(This is something I wrote for a now-defunct web publication in 2008. I've inlined the text here.)
Though it tends to get treated as one, HTTP is not just a dumb file-transfer protocol. It allows you, to a certain degree, to specify an intention with your requests (GET/POST, with PUT and DELETE thrown in if you really want to), it has a somewhat structured method for parameter passing, supports content negotiation, does authentication. But what I want to talk about here is caching.
Until recently, my experiences with caching had been mostly in the form of fighting against it. Any web developer will have experienced browsers (one of them in particular) inappropriately caching pages and scripts — causing users to see old content, or load broken scripts even after we fixed them. Typically, you then added some magical headers that you found through a random web-search and behold, the browser stops caching and all is well.
The reason browsers behave like this is, of course, that it is a lot of work to constantly fetch all these files. Not doing it saves bandwidth, and makes pages load quicker. When it works, this is decidedly a positive thing. The orginal vision for HTTP was for a more static world than today's web, where clients and proxies could happily cache content, dramatically reducing the load on the infrastructure. It did not work out that way, generally, since somewhere near the turn of the century the use of Perl and PHP to generate pages exploded, and every web-developer who was with it started to insist on making everything completely dyntamic. Some of the fads that were born then (visitor counters!) have since died out, but the idea of web pages I visit being tailored just for me (showing whether I'm logged in, what I'm allowed to do), and being derived from databases rather than static files, has become 'the way things are done'.
This dynamic approach is relatively easy to set up, and for systems that are not seeing heavy use it works perfectly well. Only when a site is being accessed heavily does the wastefullness of such an approach becomes apparent: You are building up a page from scratch — probably involving a bunch of calls to a database, some file accesses, potentially some expensive computation — for every single hit, even though the page returned is likely to be very similar to the one you generated 37 milliseconds ago for another request.
One solution is to use a system like memcached to cache chunks of data and fragments of pages on the server side. For a lot of situations, though, HTTP itself provides a well-specified and elegant model for caching content.
There are two forms of caching in HTTP: The expiration model and the validation model. In the first, the server includes a header in its response that tells the client how long the content stays 'fresh'. The client is allowed to use this content as long as it is fresh without checking back with the server. Using this with a long expiration period is very rarely what you want, since you more or less lose control over what the user is seeing, but does have the advantage that repeated accesses can be done without causing any server load. Sometimes useful for stuff that you know won't change, such as archived content.

- _Tasks to carry out_
1. From the essay on HTTP caching, print everything from "This dynamic approach" down to "for caching content.".
2. Which HTTP request methods are named in the essay on HTTP caching? List every one.
3. Does each statement agree with the essay on HTTP caching? Answer yes or no for each, and quote the words that decide it.
(a) The author's earlier dealings with caching were mostly spent fighting against it.
(b) In the validation model, the server sends a header that tells the client how long the content stays fresh.
(c) Visitor counters are still a popular feature of web pages.

- _Data_
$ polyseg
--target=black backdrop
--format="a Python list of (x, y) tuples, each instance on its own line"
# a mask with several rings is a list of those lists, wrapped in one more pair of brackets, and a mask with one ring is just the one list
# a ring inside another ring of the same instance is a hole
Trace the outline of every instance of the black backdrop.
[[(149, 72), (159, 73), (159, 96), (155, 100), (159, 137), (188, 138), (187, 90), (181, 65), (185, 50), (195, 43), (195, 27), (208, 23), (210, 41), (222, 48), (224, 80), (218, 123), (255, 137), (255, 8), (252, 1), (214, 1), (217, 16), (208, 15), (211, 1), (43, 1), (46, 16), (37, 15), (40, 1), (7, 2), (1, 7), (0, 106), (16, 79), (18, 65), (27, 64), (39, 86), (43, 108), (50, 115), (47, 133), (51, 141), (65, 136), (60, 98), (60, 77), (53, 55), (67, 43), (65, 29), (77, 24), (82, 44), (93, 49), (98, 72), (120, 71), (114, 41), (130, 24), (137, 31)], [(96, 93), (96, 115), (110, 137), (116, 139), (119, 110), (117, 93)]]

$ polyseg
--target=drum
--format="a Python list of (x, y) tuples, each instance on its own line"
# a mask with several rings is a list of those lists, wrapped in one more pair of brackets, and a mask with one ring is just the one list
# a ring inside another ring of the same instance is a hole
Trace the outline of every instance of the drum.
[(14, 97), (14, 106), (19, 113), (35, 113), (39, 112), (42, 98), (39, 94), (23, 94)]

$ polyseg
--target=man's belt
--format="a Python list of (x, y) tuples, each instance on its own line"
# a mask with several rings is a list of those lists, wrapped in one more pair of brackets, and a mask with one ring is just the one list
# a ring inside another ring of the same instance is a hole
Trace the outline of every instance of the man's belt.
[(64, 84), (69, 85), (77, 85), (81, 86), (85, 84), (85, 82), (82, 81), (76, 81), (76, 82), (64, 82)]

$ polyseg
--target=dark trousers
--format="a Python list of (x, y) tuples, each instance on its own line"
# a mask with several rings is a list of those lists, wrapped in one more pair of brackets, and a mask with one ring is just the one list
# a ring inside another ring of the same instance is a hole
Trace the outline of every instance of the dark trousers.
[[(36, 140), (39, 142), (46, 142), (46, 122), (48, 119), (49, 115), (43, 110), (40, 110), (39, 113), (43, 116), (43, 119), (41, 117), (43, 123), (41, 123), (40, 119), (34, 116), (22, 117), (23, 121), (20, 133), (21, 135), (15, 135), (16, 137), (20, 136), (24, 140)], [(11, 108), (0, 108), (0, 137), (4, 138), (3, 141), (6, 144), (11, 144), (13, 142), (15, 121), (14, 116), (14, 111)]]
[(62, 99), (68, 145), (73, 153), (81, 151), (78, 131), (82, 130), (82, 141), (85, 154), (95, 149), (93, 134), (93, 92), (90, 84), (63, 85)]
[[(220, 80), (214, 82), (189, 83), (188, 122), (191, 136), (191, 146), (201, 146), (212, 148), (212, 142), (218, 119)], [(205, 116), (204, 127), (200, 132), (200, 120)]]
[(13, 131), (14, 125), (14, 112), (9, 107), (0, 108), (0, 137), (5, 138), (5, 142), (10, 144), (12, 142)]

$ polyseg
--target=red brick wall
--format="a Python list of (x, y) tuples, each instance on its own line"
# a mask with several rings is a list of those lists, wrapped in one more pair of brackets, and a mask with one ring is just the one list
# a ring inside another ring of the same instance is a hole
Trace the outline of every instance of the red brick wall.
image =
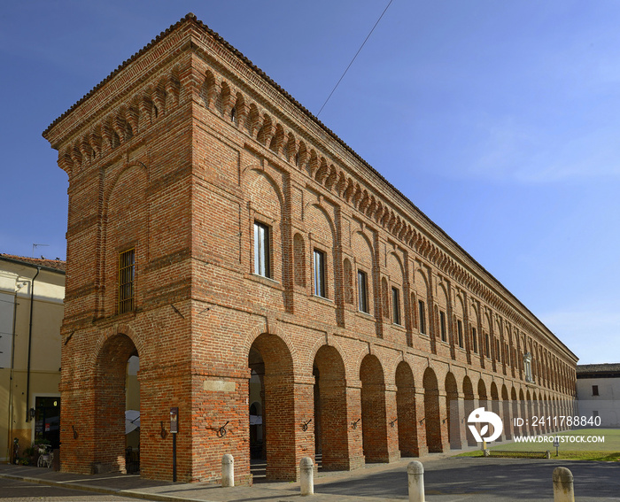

- _Task-by-task results_
1.
This dynamic approach is relatively easy to set up, and for systems that are not seeing heavy use it works perfectly well. Only when a site is being accessed heavily does the wastefullness of such an approach becomes apparent: You are building up a page from scratch — probably involving a bunch of calls to a database, some file accesses, potentially some expensive computation — for every single hit, even though the page returned is likely to be very similar to the one you generated 37 milliseconds ago for another request.
One solution is to use a system like memcached to cache chunks of data and fragments of pages on the server side. For a lot of situations, though, HTTP itself provides a well-specified and elegant model for caching content.

2.
GET
POST
PUT
DELETE

3.
(a) Yes: "Until recently, my experiences with caching had been mostly in the form of fighting against it."
(b) No: "There are two forms of caching in HTTP: The expiration model and the validation model. In the first, the server includes a header in its response that tells the client how long the content stays 'fresh'."
(c) No: "Some of the fads that were born then (visitor counters!) have since died out"